===== Data for the task =====
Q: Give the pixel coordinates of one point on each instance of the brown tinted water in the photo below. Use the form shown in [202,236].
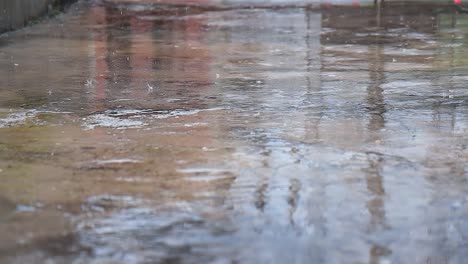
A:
[220,133]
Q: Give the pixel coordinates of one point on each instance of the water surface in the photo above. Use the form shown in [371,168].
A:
[226,133]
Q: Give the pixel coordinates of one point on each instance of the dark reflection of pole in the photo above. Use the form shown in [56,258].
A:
[312,98]
[374,181]
[293,197]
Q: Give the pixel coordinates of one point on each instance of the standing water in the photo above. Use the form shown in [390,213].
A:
[223,132]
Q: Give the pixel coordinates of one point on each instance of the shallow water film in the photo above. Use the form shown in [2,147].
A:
[236,132]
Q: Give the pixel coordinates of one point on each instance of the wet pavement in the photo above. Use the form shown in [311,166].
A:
[232,133]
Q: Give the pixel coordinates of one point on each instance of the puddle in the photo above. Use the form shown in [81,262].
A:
[182,131]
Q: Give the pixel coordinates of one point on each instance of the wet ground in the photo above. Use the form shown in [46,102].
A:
[229,133]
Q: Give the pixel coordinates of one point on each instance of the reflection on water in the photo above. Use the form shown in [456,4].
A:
[143,133]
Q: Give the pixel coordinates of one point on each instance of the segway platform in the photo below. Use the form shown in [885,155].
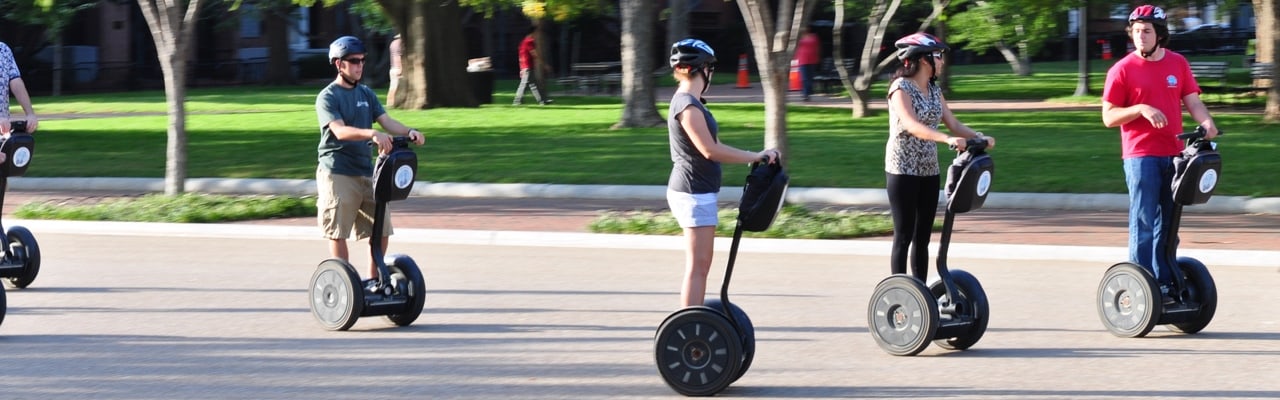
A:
[904,314]
[338,296]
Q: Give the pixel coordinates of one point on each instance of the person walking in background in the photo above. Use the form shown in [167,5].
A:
[347,110]
[13,83]
[696,154]
[1144,95]
[808,55]
[397,51]
[915,108]
[530,59]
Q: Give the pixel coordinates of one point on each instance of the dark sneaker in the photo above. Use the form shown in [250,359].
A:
[1166,296]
=====
The answer should be an exact restatement of every entry, with the pictures omitted.

Response to the exercise:
Q: Give the pixel coordinates of one point on each instance of the brown tinted water in the photo below. Use the form shown in [202,236].
A:
[220,133]
Q: Give the pixel coordinates of one point on each instance of the water surface in the photo above. Use the form shown in [371,168].
A:
[226,133]
Q: Give the pixel coordinates of one point on each instance of the dark reflection of pole in the photo above. Use the form shown in [56,258].
A:
[312,98]
[374,181]
[293,197]
Q: Give the pixel coordinates of one point on each instance of the standing water in the photo above. Use the form shown in [390,213].
A:
[223,132]
Q: Give the pixel coordinates of one point on each instance of the shallow water film in the photo above. Use the form shown in [2,147].
A:
[236,132]
Q: Give the pixel coordinates of one point on each instance of the wet pavement in the photo above. Use the form shown in [311,166].
A:
[232,133]
Q: Give the pixel coordinates of one point on each instance of the puddle in the photo above. Use the form shown in [81,262].
A:
[182,131]
Q: Give the pixel coordinates of one point on each instance of the wet ground in the photo above. Use the form shown in [46,102].
A:
[229,133]
Q: Give the pixel coordinates of one point on each instance of the reflection on water in the photo above. Use the form shown in [456,4].
A:
[143,133]
Q: Give the pixel coordinates of one point on each instance of the segway platform in the photo below. Use the form shown in [885,155].
A:
[904,314]
[338,296]
Q: Give the pixel coordinates of one point on each instance of the person walking in background in the photo above. Use the form shown in [167,5].
A:
[347,110]
[13,83]
[696,154]
[1144,95]
[808,55]
[397,51]
[915,108]
[530,59]
Q: Give the pixel coordinates of one point on each instance of the dark sneaker in the photo above. Use the form shown in [250,359].
A:
[1166,296]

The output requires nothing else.